**ASSIGNED TASK**:
Where does the string "leaf" occur in the entries below? Copy every line where it does.

:: DATA FOR THIS EXERCISE ::

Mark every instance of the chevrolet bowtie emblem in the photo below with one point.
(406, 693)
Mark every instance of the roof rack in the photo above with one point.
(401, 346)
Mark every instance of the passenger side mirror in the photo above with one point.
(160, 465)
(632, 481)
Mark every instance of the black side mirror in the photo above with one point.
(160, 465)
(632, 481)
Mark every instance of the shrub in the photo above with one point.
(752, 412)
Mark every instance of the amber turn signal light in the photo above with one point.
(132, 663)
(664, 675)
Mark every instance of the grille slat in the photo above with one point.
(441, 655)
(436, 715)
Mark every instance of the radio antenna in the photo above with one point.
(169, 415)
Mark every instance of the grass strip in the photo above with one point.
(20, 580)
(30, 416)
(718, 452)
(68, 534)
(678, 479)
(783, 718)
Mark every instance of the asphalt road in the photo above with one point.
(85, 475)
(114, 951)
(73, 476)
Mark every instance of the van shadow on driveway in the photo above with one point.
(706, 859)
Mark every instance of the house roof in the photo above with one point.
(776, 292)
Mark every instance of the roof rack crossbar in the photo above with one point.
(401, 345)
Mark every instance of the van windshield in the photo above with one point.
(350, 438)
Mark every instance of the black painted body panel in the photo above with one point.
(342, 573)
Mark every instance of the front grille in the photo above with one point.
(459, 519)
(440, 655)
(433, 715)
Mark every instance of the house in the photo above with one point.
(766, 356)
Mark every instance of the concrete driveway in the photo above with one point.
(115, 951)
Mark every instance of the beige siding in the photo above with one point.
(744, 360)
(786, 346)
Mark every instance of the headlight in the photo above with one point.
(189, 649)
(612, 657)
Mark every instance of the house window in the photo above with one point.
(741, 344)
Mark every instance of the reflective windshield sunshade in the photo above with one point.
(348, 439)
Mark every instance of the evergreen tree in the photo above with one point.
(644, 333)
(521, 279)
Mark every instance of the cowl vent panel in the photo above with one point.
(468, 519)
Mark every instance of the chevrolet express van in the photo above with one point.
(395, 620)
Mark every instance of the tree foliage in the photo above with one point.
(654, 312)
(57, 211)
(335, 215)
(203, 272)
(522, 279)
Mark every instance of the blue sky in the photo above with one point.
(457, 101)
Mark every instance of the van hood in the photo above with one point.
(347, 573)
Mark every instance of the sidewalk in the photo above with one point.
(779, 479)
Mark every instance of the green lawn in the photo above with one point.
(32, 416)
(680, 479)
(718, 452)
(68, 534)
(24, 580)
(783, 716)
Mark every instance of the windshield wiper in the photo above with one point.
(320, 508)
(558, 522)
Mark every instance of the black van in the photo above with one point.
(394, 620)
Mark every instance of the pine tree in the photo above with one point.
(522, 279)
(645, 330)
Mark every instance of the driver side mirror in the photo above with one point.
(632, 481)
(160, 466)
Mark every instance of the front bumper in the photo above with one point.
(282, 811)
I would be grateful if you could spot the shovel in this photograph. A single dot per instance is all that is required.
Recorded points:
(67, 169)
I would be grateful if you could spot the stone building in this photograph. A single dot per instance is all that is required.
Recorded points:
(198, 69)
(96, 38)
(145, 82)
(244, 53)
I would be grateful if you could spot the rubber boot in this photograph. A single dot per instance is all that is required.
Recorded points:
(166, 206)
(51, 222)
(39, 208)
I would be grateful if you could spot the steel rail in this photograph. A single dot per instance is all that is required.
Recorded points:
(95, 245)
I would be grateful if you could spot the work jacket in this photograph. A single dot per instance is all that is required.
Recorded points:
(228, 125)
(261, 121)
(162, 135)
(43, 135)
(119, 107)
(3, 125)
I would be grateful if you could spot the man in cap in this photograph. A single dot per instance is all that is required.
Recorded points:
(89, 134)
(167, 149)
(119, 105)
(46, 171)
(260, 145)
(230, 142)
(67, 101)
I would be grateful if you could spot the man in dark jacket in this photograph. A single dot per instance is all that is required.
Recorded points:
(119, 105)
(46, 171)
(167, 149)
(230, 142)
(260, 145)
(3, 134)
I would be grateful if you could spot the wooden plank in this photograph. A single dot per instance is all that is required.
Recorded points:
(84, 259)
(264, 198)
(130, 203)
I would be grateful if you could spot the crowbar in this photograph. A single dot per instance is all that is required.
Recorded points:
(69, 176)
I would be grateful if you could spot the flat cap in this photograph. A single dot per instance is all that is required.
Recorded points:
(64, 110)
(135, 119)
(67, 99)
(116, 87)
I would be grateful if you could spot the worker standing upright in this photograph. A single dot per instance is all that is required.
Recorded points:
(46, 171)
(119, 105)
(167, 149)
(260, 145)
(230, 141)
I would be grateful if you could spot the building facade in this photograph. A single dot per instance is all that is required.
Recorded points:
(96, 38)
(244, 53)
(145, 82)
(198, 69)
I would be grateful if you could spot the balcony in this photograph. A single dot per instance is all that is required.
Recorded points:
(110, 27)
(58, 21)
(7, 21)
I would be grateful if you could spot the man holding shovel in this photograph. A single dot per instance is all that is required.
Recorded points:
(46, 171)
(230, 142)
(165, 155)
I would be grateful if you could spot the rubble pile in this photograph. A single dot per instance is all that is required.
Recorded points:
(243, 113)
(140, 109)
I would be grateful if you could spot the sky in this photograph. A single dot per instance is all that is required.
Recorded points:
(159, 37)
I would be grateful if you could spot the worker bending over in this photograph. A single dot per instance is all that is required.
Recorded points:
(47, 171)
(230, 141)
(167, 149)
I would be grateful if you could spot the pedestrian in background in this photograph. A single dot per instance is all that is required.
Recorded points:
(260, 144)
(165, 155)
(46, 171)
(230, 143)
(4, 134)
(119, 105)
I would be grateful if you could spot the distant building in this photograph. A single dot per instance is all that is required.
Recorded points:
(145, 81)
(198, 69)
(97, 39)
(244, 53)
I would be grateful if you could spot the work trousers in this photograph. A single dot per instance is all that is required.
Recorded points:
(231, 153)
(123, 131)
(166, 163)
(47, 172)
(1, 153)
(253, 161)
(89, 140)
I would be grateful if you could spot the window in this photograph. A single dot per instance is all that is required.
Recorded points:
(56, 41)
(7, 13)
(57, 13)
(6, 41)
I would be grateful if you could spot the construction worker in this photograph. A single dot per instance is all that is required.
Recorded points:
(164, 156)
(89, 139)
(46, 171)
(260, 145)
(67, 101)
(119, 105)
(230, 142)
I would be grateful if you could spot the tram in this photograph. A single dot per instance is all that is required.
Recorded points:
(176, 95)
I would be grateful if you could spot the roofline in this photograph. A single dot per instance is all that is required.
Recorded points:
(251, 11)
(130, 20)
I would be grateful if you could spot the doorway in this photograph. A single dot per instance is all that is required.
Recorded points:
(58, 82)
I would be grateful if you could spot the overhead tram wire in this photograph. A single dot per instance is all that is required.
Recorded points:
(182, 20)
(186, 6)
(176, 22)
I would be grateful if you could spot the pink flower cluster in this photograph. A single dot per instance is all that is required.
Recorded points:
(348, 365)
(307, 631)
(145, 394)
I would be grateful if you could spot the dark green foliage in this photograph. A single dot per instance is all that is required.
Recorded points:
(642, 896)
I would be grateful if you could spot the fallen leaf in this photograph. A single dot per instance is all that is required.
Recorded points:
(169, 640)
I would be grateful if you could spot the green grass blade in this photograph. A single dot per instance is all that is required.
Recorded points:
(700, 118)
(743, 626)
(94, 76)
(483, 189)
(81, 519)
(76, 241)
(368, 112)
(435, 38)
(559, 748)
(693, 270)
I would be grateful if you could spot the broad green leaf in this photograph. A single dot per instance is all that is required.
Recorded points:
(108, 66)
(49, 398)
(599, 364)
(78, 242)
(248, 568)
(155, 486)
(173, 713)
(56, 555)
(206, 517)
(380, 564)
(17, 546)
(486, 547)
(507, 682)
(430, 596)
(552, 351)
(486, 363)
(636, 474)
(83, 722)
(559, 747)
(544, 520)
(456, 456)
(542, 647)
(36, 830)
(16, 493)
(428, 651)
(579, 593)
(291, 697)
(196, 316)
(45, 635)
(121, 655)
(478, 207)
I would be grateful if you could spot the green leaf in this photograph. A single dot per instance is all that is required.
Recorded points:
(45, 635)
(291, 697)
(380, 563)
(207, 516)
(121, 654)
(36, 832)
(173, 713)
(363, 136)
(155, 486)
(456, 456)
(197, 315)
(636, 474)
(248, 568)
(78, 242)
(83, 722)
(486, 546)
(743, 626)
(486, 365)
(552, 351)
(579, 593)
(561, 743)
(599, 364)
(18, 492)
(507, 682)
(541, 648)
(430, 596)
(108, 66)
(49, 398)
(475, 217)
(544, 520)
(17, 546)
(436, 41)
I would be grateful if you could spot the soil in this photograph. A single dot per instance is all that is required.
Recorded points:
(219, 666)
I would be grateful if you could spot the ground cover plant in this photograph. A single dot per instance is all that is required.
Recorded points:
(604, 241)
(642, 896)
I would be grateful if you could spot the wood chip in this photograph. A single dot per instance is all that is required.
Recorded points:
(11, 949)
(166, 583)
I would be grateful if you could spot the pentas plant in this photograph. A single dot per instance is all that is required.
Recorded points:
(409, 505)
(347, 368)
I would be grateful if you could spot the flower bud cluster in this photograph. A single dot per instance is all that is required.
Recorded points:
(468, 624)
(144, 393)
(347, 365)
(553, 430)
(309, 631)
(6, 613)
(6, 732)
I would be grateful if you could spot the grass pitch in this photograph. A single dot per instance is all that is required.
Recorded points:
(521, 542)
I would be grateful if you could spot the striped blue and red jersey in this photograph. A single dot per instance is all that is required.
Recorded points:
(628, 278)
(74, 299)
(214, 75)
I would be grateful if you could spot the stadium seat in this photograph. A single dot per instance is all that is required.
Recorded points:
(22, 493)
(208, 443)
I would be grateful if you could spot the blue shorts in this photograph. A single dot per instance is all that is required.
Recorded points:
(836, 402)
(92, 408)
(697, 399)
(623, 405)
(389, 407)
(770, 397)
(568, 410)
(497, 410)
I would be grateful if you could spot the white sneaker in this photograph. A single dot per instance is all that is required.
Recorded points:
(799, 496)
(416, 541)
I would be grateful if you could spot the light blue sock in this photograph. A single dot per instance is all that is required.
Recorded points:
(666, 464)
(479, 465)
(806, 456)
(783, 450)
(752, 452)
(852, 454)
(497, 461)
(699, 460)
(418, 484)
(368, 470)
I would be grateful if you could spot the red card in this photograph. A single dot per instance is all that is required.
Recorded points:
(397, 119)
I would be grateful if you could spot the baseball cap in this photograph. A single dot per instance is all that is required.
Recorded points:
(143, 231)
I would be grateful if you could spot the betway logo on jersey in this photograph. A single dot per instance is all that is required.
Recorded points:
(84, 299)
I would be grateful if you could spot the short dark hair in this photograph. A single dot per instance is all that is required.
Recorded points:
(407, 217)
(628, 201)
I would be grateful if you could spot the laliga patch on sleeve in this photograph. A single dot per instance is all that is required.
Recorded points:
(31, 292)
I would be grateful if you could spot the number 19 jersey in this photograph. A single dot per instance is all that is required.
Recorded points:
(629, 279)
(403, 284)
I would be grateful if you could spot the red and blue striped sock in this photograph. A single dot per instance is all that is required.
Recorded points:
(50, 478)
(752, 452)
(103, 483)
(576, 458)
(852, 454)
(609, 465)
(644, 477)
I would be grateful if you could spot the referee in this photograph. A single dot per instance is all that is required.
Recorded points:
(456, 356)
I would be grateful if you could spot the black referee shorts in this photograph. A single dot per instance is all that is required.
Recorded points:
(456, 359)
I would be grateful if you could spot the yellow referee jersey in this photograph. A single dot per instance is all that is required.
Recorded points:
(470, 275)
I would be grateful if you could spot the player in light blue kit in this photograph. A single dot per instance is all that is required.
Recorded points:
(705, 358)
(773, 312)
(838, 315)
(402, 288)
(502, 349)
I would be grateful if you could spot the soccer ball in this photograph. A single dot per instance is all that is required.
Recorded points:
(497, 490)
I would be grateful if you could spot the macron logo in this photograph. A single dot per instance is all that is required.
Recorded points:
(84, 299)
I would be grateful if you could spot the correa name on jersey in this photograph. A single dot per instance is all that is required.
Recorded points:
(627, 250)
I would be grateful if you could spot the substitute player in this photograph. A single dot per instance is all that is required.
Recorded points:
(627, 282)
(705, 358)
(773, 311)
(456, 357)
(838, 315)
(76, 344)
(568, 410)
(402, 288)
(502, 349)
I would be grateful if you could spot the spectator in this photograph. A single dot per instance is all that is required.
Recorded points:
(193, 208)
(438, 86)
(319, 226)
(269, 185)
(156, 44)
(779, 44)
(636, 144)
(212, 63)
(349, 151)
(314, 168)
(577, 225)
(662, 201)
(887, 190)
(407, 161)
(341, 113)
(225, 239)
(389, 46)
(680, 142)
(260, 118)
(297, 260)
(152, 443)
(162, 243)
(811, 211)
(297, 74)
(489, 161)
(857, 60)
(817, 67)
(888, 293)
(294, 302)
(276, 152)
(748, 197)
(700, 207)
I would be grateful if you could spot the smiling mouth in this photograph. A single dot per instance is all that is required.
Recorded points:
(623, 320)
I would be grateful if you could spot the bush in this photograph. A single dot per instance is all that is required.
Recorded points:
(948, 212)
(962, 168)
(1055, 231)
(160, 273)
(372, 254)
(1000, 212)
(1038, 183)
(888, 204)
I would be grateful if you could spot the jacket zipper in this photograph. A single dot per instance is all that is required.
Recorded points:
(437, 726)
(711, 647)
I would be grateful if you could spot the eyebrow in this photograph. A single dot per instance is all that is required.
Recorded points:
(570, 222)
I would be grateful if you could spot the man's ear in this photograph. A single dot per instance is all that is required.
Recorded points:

:::

**SOLUTION**:
I would be grateful if you could spot the fallen leaf in this photograph. A single dot per instance is all that is required.
I would be grateful if you could spot the broad green leaf in this photograph. A single dot per instance is all that is required.
I would be grateful if you could spot the green leaf in this photograph. A single dot per instance is all that is required.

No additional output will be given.